WORK INSTRUCTIONS:
Reproduce the listing below exactly. Pictures do not belong in the copy.

SOURCE RECORDS:
=== Section Start ===
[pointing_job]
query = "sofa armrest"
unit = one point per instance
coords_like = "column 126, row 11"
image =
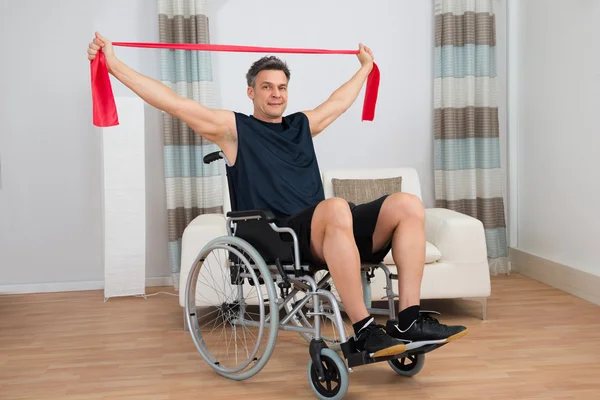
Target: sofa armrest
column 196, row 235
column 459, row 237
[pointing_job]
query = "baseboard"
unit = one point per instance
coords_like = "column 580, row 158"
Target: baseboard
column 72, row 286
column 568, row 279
=== Section End ===
SOLUTION TO THE EXERCISE:
[pointing_job]
query = "sofa armrest"
unit = one point per instance
coords_like = "column 126, row 11"
image =
Target: sofa armrest
column 196, row 235
column 459, row 237
[pointing_job]
query = "baseboard"
unit = one point per instance
coords_like = "column 580, row 158"
Target: baseboard
column 72, row 286
column 568, row 279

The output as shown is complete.